GIVEN TASK |
Copy the passage of the blog post about 2009 from "I have mixed" to "to get there." word for word.

SOURCE TEXT |

I think I’ve said before that I hate waiting. If I haven’t said it, then I’ve thought it a lot. I really think it a lot when I’m waiting on my husband. Then I realize that the me two years ago would have lost her temper and would have told her husband what she thought about his being late and making her wait. Now, I blog instead. Or do whatever I can to keep my mind off the fact that I’m waiting. The world hasn’t gone upside down because Micah has to wait. So . . .

I have mixed feelings about 2009. I think man, where on earth did the time go? I thought it was just 1996? How is it 2009 already? Scary. Time goes way too quickly (unless you’re waiting). I am excited for this year in that our first baby will be born. I can’t wait to meet this little person that will forever be apart of our world. But then I also have mixed feelings as it will no longer be just Mark and me. We have to grow up a bit more, take on a bit more responsibility, sleep less, be more disciplined, etc. That’s scary too. This puppy has taught us that we’re definitely not super disciplined. But we will be. We have time to get there.

I’m curious about 2009. I wonder if some of the dreams/desires of my heart will come true this year . . . specifically in the area of my calling and using my gifts for Kingdom purposes. I feel like it’s been a while since I served, ministered, did anything that was really eternity driven. Yes, we are good witnesses wherever we go, we sow seed into the Kingdom through our finances, we try to help whoever we can, but it seems like all that is very small. Maybe I’m wrong. I just feel like there’s a lot more. There’s stuff in me that’s got to get used or I fear that it will dry up. I feel like some major growth needs to happen for me spiritually, so I’m hoping for that. I’m setting that as a purpose for this year.

I also hope that we get to travel and spend some time in the sun this year. Granted, I’ll be large for about 4 or 5 months of the year, so it’s not an idea time to lay out in the sun or travel. Traveling with a baby will be a big adventure for us. I don’t think that we’ll be making a trip over the pond to England this year. Maybe next year?

(Image location labeling entries)
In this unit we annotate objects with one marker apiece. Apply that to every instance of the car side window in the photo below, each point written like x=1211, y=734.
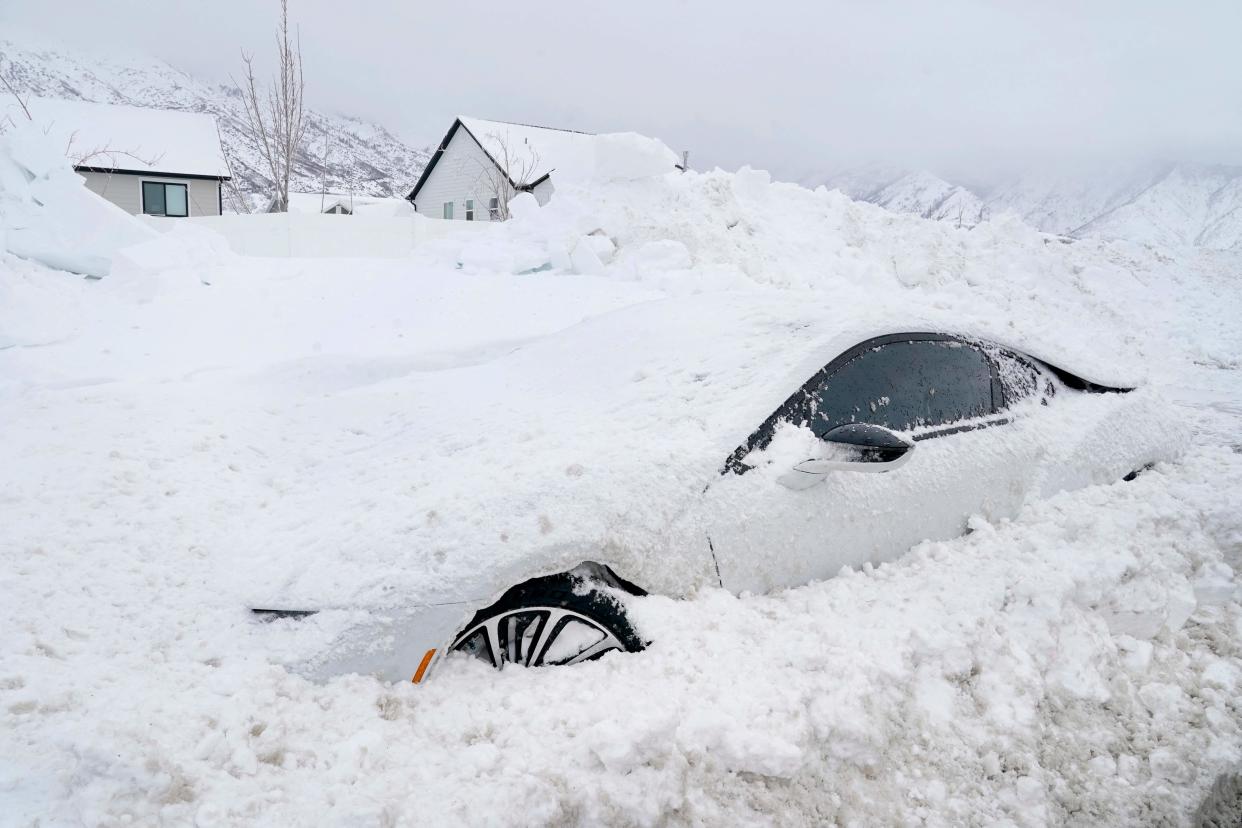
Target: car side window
x=906, y=385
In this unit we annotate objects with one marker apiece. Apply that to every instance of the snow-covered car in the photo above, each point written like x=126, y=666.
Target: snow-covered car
x=730, y=442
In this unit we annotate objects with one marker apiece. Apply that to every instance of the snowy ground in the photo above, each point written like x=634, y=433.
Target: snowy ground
x=150, y=420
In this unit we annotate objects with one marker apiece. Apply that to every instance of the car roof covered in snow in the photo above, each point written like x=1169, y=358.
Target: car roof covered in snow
x=131, y=139
x=595, y=436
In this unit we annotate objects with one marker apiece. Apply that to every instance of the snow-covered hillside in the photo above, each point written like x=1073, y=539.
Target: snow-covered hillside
x=157, y=476
x=344, y=154
x=1168, y=205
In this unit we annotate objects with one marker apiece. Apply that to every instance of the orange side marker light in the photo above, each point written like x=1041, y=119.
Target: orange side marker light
x=422, y=667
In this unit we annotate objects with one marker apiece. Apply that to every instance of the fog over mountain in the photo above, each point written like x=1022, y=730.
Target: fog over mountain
x=1165, y=204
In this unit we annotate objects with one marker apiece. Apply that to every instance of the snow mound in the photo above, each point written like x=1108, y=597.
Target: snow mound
x=49, y=216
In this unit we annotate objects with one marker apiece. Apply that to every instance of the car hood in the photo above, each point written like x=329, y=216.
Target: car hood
x=591, y=440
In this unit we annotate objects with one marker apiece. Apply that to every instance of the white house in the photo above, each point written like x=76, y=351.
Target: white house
x=153, y=162
x=347, y=204
x=482, y=164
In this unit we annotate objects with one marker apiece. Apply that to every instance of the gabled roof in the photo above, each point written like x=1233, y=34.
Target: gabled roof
x=132, y=139
x=316, y=202
x=537, y=150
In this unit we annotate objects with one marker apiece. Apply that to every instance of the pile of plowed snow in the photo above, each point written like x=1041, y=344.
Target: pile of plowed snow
x=162, y=418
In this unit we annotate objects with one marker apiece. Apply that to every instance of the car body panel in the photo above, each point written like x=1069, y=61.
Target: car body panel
x=601, y=443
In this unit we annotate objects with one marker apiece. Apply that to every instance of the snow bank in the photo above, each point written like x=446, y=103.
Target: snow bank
x=167, y=450
x=49, y=216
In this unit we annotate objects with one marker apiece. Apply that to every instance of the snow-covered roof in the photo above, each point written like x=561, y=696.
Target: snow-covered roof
x=355, y=204
x=535, y=152
x=529, y=154
x=131, y=139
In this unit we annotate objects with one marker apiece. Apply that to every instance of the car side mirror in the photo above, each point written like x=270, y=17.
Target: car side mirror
x=853, y=447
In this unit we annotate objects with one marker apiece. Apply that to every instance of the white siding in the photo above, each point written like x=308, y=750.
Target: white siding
x=462, y=173
x=126, y=189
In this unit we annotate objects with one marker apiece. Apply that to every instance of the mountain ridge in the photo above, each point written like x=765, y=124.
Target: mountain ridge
x=342, y=153
x=1165, y=204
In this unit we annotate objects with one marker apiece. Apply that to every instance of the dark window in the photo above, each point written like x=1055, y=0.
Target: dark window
x=906, y=385
x=160, y=199
x=1019, y=378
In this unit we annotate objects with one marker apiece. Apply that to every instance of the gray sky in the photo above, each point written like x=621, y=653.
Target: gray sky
x=960, y=86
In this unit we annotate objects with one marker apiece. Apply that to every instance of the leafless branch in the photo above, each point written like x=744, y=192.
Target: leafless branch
x=8, y=85
x=511, y=174
x=275, y=117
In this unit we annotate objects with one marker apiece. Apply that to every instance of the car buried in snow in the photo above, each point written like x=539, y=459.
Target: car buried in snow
x=740, y=442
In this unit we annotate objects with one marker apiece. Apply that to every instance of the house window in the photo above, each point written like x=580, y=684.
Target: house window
x=160, y=199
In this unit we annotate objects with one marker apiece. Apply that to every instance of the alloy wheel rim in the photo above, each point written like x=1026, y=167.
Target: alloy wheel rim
x=537, y=637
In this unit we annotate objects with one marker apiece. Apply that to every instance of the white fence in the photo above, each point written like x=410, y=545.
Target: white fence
x=332, y=236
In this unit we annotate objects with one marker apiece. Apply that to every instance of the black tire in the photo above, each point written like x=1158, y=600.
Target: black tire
x=554, y=620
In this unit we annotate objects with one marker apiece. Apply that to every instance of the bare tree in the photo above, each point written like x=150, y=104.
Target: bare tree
x=275, y=117
x=237, y=199
x=513, y=173
x=106, y=152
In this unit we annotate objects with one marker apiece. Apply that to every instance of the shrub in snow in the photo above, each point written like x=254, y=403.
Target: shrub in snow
x=49, y=216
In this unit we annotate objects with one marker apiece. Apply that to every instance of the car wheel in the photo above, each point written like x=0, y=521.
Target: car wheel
x=557, y=620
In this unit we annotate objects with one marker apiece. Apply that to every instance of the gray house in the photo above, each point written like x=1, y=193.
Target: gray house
x=147, y=162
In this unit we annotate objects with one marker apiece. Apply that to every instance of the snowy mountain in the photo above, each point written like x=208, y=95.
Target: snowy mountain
x=344, y=154
x=1169, y=205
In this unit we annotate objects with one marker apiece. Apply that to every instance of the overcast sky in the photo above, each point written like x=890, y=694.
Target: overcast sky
x=959, y=86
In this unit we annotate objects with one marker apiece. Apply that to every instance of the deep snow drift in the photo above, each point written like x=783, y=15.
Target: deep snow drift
x=183, y=430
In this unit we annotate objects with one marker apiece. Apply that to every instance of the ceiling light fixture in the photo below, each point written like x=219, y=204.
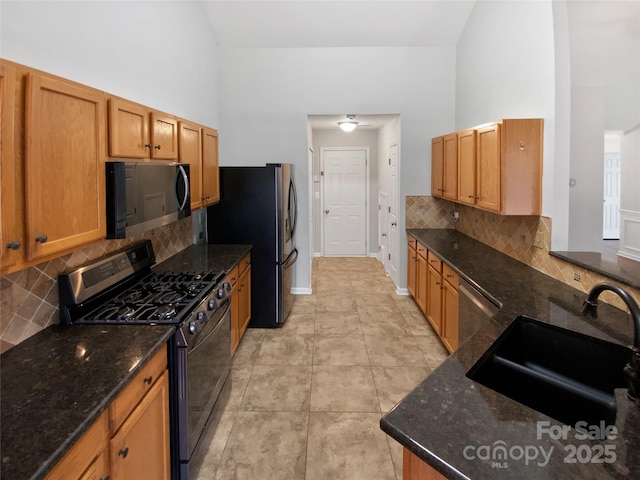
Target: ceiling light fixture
x=348, y=125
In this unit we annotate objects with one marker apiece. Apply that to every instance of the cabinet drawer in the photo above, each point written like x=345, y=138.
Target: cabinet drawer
x=233, y=276
x=244, y=263
x=450, y=276
x=137, y=388
x=84, y=454
x=434, y=261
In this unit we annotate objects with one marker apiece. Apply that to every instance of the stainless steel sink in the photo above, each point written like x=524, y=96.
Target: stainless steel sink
x=563, y=374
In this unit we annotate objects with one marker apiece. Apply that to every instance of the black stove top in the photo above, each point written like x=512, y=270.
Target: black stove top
x=157, y=298
x=122, y=289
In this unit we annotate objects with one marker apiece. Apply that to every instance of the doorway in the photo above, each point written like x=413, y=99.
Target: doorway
x=344, y=211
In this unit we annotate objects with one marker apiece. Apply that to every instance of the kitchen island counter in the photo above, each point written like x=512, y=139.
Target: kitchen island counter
x=459, y=427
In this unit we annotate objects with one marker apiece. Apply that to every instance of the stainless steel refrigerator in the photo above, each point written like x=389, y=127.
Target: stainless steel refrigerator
x=258, y=206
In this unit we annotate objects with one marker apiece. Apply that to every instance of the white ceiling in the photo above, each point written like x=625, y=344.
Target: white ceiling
x=367, y=122
x=337, y=23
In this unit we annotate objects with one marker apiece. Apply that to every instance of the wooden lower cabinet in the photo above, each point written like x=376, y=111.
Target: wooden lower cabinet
x=140, y=448
x=240, y=279
x=435, y=292
x=411, y=270
x=415, y=469
x=88, y=458
x=131, y=438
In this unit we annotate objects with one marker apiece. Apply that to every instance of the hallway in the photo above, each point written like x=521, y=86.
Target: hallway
x=306, y=399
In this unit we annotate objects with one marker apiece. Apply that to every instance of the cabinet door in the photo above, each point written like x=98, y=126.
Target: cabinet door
x=164, y=137
x=140, y=449
x=210, y=167
x=411, y=271
x=488, y=168
x=467, y=167
x=128, y=129
x=450, y=316
x=87, y=459
x=64, y=165
x=190, y=148
x=437, y=166
x=450, y=167
x=11, y=241
x=434, y=299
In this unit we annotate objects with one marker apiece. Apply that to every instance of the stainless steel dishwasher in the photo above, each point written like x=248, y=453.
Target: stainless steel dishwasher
x=475, y=309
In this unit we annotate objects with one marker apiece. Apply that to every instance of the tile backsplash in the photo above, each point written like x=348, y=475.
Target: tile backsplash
x=29, y=297
x=511, y=235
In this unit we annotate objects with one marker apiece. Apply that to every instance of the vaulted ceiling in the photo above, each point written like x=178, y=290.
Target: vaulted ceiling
x=337, y=23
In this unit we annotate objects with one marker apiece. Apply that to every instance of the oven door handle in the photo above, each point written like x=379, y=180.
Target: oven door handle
x=200, y=339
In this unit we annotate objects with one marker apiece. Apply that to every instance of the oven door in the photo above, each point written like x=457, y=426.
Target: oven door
x=201, y=367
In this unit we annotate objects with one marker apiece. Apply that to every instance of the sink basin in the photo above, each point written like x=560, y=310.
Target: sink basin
x=564, y=374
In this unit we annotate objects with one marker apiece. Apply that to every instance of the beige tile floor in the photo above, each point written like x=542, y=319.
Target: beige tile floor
x=307, y=398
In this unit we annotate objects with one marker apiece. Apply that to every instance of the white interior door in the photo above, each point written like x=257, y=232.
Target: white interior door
x=383, y=223
x=344, y=202
x=611, y=207
x=392, y=232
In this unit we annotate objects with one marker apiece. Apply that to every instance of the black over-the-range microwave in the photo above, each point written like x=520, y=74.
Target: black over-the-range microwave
x=142, y=196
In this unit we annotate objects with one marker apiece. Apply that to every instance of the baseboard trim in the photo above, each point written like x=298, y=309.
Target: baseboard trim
x=301, y=291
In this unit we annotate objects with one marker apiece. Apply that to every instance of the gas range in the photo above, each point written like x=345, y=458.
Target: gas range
x=121, y=289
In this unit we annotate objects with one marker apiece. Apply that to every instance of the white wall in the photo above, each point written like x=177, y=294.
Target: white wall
x=587, y=160
x=137, y=50
x=266, y=95
x=505, y=69
x=357, y=138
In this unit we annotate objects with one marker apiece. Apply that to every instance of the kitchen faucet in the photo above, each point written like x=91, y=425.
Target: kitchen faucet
x=631, y=369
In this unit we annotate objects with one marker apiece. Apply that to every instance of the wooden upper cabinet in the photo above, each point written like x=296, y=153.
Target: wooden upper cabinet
x=437, y=166
x=450, y=164
x=210, y=167
x=65, y=150
x=128, y=129
x=521, y=146
x=136, y=131
x=488, y=167
x=467, y=167
x=190, y=150
x=164, y=136
x=11, y=235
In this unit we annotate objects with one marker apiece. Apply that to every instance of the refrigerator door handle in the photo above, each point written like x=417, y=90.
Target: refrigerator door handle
x=290, y=260
x=292, y=190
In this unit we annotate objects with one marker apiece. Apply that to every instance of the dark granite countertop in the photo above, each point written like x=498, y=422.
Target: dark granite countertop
x=204, y=258
x=624, y=270
x=54, y=385
x=450, y=421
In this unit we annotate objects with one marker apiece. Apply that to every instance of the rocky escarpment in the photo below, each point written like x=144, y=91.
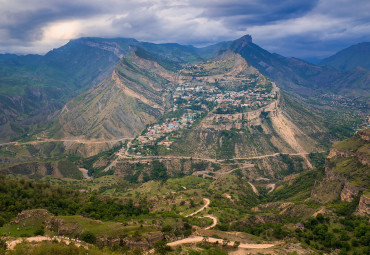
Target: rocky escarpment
x=364, y=205
x=348, y=165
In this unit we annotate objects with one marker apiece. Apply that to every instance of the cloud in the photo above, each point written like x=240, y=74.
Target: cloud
x=294, y=28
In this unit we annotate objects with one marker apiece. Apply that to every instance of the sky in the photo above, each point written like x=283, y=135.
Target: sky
x=294, y=28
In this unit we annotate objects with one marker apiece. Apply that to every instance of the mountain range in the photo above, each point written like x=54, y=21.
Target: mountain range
x=34, y=89
x=126, y=147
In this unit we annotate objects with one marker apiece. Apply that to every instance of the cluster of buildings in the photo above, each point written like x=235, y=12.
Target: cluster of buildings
x=168, y=126
x=243, y=98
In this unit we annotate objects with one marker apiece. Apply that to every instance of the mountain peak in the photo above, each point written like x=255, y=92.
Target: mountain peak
x=241, y=42
x=245, y=38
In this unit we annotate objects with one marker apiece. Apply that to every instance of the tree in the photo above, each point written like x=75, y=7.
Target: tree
x=236, y=244
x=161, y=247
x=88, y=237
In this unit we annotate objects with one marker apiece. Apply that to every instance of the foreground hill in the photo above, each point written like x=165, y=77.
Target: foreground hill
x=313, y=212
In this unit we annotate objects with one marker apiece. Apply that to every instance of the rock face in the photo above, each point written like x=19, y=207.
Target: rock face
x=36, y=213
x=348, y=163
x=349, y=193
x=364, y=206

PROBLEM SOLUTION |
I have mixed feelings about 2009. I think man, where on earth did the time go? I thought it was just 1996? How is it 2009 already? Scary. Time goes way too quickly (unless you’re waiting). I am excited for this year in that our first baby will be born. I can’t wait to meet this little person that will forever be apart of our world. But then I also have mixed feelings as it will no longer be just Mark and me. We have to grow up a bit more, take on a bit more responsibility, sleep less, be more disciplined, etc. That’s scary too. This puppy has taught us that we’re definitely not super disciplined. But we will be. We have time to get there.